Exercise directions: Render the part of the listing from its start through the line containing "point(365, 235)" as a two-column CSV with the columns "text" and "answer". Give one row for each passage of text and the points that follow it, with each in a single quoted field, line breaks replaced by spaces, and the pictures left out.

Image location labeling listing
_ _ _ _ _ _ _
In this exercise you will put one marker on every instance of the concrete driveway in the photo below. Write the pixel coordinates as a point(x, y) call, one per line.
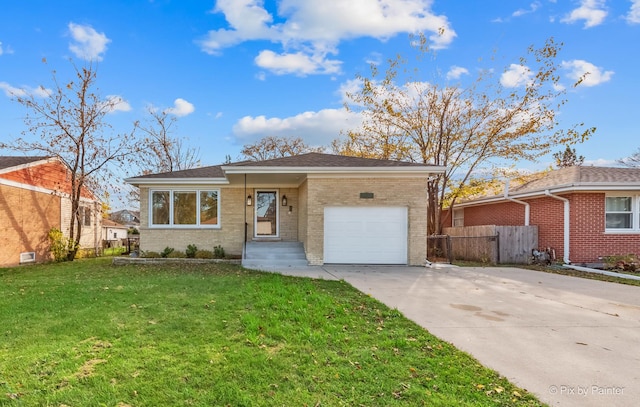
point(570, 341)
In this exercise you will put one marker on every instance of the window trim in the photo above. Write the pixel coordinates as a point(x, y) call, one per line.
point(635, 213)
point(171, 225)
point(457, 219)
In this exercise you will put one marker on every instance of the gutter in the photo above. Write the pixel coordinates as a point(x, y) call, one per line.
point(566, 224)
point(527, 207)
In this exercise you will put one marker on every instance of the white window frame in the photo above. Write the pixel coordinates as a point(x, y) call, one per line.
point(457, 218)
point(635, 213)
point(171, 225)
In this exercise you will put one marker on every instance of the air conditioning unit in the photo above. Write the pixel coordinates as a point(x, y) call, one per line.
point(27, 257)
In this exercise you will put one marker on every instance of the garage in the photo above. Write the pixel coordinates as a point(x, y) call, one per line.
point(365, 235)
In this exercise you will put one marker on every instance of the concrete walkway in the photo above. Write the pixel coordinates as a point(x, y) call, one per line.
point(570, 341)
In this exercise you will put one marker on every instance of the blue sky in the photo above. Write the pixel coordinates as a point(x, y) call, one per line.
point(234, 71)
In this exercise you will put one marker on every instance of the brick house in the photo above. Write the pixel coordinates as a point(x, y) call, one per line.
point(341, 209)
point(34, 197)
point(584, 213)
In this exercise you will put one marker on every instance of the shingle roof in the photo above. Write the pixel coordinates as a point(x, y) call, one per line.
_ _ _ _ _ _ _
Response below:
text,answer
"In this exercise you will put one marker on every instance of the concrete driveway in the photo below. Write the pixel coordinates as a point(x, y) call, one per line.","point(570, 341)"
"In this exercise you will put one marker on every instance of the window trim in the photo above. Write the pixel coordinates as a point(x, y) call, one per line.","point(635, 213) point(171, 225) point(457, 219)"
"In this exercise you will put one marker on every instance of the gutter in the photo above. Write the pixel coordinates as a point(x, y) call, one per line.","point(566, 224) point(527, 207)"
"In this exercise you will put one marker on every instance of the white window frame in the photo above. Write the pixel coordinates as a point(x, y) call, one per line.","point(457, 218) point(635, 213) point(171, 225)"
"In this exercise you will put one marker on every instance of the air conditioning unit in the photo above. Write the pixel coordinates as a point(x, y) call, one per line.","point(27, 257)"
"In this exercise you will put one marker on every instance of the garage in the photo above. Write the pixel coordinates as a point(x, y) call, one per line.","point(365, 235)"